- [WHAT NEEDS TO BE DONE]:
Retype each record exactly.

- [SUPPLIED INFORMATION]:
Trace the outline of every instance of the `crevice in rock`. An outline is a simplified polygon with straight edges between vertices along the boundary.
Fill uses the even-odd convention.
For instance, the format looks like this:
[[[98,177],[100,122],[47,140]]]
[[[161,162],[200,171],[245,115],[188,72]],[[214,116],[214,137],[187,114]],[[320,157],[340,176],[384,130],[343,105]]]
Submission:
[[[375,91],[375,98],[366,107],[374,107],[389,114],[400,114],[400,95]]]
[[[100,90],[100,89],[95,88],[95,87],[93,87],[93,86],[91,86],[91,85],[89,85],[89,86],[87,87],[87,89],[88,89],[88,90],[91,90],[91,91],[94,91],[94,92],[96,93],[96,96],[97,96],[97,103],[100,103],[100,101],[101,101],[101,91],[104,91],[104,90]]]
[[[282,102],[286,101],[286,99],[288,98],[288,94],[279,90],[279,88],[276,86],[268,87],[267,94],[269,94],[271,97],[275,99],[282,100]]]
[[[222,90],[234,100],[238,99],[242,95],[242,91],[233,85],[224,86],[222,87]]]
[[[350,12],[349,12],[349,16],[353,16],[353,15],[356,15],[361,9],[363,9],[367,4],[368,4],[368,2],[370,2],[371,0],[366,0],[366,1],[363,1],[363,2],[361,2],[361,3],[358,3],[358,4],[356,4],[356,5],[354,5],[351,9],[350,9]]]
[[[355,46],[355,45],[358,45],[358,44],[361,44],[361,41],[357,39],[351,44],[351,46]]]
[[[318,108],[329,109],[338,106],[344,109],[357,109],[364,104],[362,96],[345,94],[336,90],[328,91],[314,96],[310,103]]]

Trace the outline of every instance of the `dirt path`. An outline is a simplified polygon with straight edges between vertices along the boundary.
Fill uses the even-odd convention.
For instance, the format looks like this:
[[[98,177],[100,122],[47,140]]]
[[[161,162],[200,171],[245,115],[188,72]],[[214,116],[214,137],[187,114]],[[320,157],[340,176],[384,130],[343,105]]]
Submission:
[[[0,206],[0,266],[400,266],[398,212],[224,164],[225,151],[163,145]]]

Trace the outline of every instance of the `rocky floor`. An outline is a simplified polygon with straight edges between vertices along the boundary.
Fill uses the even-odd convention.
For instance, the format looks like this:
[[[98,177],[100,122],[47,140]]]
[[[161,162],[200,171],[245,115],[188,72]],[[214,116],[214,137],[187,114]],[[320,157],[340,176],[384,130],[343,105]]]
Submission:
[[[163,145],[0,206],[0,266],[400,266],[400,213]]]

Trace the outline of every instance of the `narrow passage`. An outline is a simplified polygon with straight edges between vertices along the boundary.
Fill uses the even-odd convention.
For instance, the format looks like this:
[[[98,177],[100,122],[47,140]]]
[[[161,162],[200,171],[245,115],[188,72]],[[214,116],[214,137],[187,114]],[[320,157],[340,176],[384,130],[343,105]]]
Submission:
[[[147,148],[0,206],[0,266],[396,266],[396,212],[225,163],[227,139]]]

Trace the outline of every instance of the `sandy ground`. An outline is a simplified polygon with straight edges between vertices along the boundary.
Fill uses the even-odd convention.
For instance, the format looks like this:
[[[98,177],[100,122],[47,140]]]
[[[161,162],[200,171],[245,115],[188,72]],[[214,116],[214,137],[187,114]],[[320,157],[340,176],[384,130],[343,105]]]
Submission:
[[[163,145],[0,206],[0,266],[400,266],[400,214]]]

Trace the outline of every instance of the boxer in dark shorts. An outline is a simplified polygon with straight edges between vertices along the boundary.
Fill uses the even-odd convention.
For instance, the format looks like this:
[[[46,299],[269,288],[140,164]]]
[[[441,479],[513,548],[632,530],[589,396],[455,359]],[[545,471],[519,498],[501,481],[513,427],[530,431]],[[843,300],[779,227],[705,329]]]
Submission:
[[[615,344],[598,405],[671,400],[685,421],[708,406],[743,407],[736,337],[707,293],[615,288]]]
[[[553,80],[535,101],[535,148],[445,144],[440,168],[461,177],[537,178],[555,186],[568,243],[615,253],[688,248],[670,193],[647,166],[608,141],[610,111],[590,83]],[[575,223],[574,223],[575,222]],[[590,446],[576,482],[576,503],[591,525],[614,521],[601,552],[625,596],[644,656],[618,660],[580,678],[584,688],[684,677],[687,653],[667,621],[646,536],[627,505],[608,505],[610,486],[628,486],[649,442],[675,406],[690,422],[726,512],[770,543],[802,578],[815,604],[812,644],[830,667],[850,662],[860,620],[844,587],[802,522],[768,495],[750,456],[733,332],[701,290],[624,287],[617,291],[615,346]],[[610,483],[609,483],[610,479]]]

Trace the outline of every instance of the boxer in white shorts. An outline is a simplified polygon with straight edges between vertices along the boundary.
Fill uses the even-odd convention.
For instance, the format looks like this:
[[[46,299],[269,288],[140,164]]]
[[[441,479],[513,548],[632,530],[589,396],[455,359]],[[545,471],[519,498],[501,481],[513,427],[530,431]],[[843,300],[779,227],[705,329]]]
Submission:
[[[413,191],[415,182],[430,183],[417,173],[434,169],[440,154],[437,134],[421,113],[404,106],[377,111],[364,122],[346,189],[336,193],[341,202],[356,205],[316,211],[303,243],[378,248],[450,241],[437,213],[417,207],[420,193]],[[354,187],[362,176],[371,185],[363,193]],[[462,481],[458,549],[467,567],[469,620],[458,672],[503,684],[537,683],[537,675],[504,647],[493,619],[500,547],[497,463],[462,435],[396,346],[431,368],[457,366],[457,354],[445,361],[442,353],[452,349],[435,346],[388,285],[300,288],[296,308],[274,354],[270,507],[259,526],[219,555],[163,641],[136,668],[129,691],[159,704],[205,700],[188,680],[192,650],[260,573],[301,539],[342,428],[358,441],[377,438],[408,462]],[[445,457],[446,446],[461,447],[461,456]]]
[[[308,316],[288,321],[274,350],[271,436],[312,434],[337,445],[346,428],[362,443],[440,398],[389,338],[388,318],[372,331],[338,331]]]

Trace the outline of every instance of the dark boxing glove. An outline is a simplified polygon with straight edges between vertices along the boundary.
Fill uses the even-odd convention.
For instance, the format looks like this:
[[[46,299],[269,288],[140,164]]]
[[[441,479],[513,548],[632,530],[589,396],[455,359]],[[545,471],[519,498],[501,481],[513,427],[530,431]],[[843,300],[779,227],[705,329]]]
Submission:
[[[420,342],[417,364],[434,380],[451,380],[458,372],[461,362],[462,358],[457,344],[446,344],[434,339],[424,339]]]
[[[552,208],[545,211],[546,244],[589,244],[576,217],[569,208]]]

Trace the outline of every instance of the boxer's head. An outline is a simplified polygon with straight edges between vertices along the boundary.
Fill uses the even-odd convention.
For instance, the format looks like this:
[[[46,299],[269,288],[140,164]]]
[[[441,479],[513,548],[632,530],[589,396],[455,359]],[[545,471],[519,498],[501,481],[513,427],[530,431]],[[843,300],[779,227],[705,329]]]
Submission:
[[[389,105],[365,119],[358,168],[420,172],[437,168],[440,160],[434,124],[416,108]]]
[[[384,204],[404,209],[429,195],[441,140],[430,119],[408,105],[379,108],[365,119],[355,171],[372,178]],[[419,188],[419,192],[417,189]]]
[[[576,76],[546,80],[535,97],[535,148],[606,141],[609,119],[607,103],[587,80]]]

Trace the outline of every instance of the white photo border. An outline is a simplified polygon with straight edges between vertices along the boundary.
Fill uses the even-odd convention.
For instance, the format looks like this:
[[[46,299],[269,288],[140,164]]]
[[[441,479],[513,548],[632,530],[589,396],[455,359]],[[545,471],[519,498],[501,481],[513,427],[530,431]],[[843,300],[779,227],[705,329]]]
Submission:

- [RESPONSE TO THE EXERCISE]:
Trace the outline of every instance of the `crevice in rock`. An outline is a simplified polygon with straight edges between vertices along the boundary.
Fill uses the even-odd convention.
For instance, the format looks like this:
[[[98,177],[100,122],[47,140]]]
[[[161,162],[200,171],[245,115],[188,72]],[[214,116],[214,137],[187,114]],[[320,157],[340,176],[384,130],[343,105]]]
Submission:
[[[375,91],[375,98],[366,107],[374,107],[389,114],[400,114],[400,95]]]
[[[100,90],[100,89],[95,88],[95,87],[93,87],[93,86],[91,86],[91,85],[89,85],[89,86],[87,87],[87,89],[88,89],[88,90],[91,90],[91,91],[94,91],[94,92],[96,93],[96,96],[97,96],[97,103],[100,103],[100,101],[101,101],[101,91],[104,91],[104,90]]]
[[[282,102],[286,101],[286,99],[288,98],[288,94],[279,90],[279,88],[276,86],[268,87],[267,94],[269,94],[271,97],[275,99],[282,100]]]
[[[222,90],[234,100],[238,99],[242,95],[242,91],[233,85],[224,86],[222,87]]]
[[[350,12],[349,12],[349,16],[353,16],[353,15],[356,15],[361,9],[363,9],[367,4],[368,4],[368,2],[370,2],[371,0],[366,0],[366,1],[363,1],[363,2],[361,2],[361,3],[358,3],[358,4],[356,4],[356,5],[354,5],[351,9],[350,9]]]
[[[355,46],[355,45],[358,45],[358,44],[361,44],[361,41],[357,39],[351,44],[351,46]]]
[[[318,108],[329,109],[338,106],[344,109],[357,109],[364,104],[362,96],[345,94],[336,90],[328,91],[314,96],[310,103]]]

Trace the outline of every instance of the `dirt path`. An outline is a simplified polygon with straight edges between vertices along the boundary.
Fill uses the even-odd convention.
For instance, the format looks like this:
[[[98,177],[100,122],[47,140]]]
[[[161,162],[200,171],[245,115],[188,72]],[[214,116],[214,137],[187,114]],[[320,157],[340,176],[384,130],[343,105]]]
Submission:
[[[0,206],[0,266],[400,266],[398,212],[224,164],[225,151],[163,145]]]

Trace the outline of every instance of the `rocky floor`. An outline is a simplified polygon with straight edges between vertices along the boundary.
Fill uses the even-odd convention.
For instance, the format looks like this:
[[[98,177],[100,122],[47,140]]]
[[[161,162],[200,171],[245,115],[188,72]],[[214,116],[214,137],[187,114]],[[320,157],[340,176],[384,130],[343,105]]]
Submission:
[[[163,145],[0,206],[0,266],[400,266],[400,213]]]

Trace the outline of every instance of the `narrow passage`. An outline is a simplified polygon with straight edges between vertices along the boundary.
Fill uses the even-odd convention.
For instance, the format looks like this:
[[[98,177],[100,122],[47,140]]]
[[[161,162],[200,171],[245,115],[188,72]],[[214,116],[214,137],[187,114]],[[320,157],[340,176],[384,130],[343,105]]]
Submission:
[[[147,148],[0,206],[0,266],[396,266],[396,212],[225,163],[227,139]]]

Trace the outline of every instance of the `sandy ground`. An outline is a simplified polygon with straight edges between vertices along the boundary.
Fill uses the even-odd convention.
For instance, the format looks like this:
[[[98,177],[100,122],[47,140]]]
[[[161,162],[200,171],[245,115],[188,72]],[[214,116],[214,137],[187,114]],[[320,157],[340,176],[384,130],[343,105]]]
Submission:
[[[163,145],[0,206],[0,266],[400,266],[400,214]]]

Trace the outline of every instance of the boxer in dark shorts. An outline is a simplified polygon with straight edges between vertices along the boundary.
Fill uses the even-odd convention.
For instance, the format looks like this:
[[[46,299],[269,288],[140,164]]]
[[[441,479],[513,548],[632,530],[589,396],[455,359]],[[545,471],[519,498],[501,481],[513,427],[530,431]],[[843,300],[779,227],[705,329]]]
Submission:
[[[615,344],[598,405],[671,400],[685,421],[708,406],[743,407],[736,337],[707,293],[615,288]]]
[[[553,80],[535,101],[535,148],[445,144],[440,168],[461,177],[537,178],[555,186],[568,243],[615,253],[688,248],[670,193],[647,166],[608,141],[610,111],[590,83]],[[575,223],[574,223],[575,222]],[[590,446],[576,482],[576,503],[591,525],[614,521],[601,552],[625,596],[644,656],[618,660],[580,678],[584,688],[684,677],[687,653],[667,621],[646,536],[627,505],[608,505],[610,486],[628,486],[649,442],[675,406],[690,422],[726,512],[770,543],[802,578],[815,604],[812,644],[830,667],[850,662],[860,620],[844,587],[802,522],[768,495],[750,456],[733,332],[701,290],[624,287],[617,291],[615,346]],[[610,483],[609,483],[610,479]]]

Trace the outline of every instance of the boxer in white shorts. An outline is a simplified polygon with straight edges between vertices along the boundary.
Fill uses the even-odd convention.
For instance, the format looks like this:
[[[46,299],[269,288],[140,164]]]
[[[441,479],[513,548],[632,530],[589,396],[455,359]],[[545,471],[519,498],[501,481],[513,427],[530,431]],[[843,300],[779,227],[705,329]]]
Submission:
[[[413,191],[415,182],[430,183],[417,173],[434,169],[440,154],[437,134],[421,113],[404,106],[377,111],[364,122],[346,189],[336,193],[341,202],[356,205],[316,211],[303,243],[378,248],[450,241],[437,213],[417,207],[420,193]],[[354,187],[362,176],[371,185],[363,193]],[[462,481],[458,549],[467,567],[469,620],[458,672],[503,684],[537,683],[537,675],[504,647],[493,619],[500,547],[497,463],[462,435],[396,346],[431,368],[457,366],[457,354],[445,361],[442,353],[452,349],[435,346],[388,285],[300,288],[296,308],[274,354],[270,507],[259,526],[219,555],[163,641],[136,668],[129,691],[159,704],[205,700],[188,680],[192,650],[260,573],[301,539],[342,428],[358,441],[377,438],[408,462]],[[445,457],[446,446],[461,447],[461,456]]]
[[[308,316],[288,321],[274,350],[271,436],[312,434],[337,445],[346,428],[362,443],[440,398],[389,338],[388,318],[372,331],[338,331]]]

Trace the outline of every instance of the dark boxing glove. An outline is a simplified polygon with straight edges between vertices along the boundary.
Fill uses the even-odd convention.
For instance, the format looks like this:
[[[46,299],[269,288],[140,164]]]
[[[441,479],[513,548],[632,530],[589,396],[455,359]],[[545,471],[519,498],[501,481],[513,427],[530,431]],[[843,300],[779,227],[705,329]]]
Submission:
[[[420,342],[417,364],[434,380],[451,380],[458,372],[461,362],[462,358],[457,344],[446,344],[434,339],[424,339]]]
[[[552,208],[545,211],[546,244],[589,244],[576,217],[569,208]]]

Trace the outline of every instance of the boxer's head. An outline is a simplified polygon with straight edges between vertices along the boundary.
Fill uses the even-odd convention.
For instance, the format looks like this:
[[[46,299],[269,288],[140,164]]]
[[[441,479],[513,548],[632,530],[589,396],[455,359]],[[545,471],[519,498],[501,481],[513,427],[530,431]],[[843,300],[779,227],[705,329]]]
Submission:
[[[389,105],[365,119],[358,168],[420,172],[437,168],[440,160],[434,124],[416,108]]]
[[[384,204],[404,209],[429,195],[441,140],[430,119],[408,105],[379,108],[365,119],[355,171],[372,178]],[[419,188],[419,192],[417,189]]]
[[[576,76],[546,80],[535,97],[535,148],[606,141],[609,119],[607,103],[587,80]]]

Trace the outline of every instance of the white photo border. An outline is a simplified polygon with straight edges between vertices along the boundary.
Fill uses the even-odd convention.
For instance, the format looks like this:
[[[46,299],[269,288],[140,164]]]
[[[441,479],[513,548],[632,530],[589,396],[455,359]],[[545,471],[519,498],[501,481],[513,427],[530,431]],[[843,300],[779,227],[705,329]]]
Submission:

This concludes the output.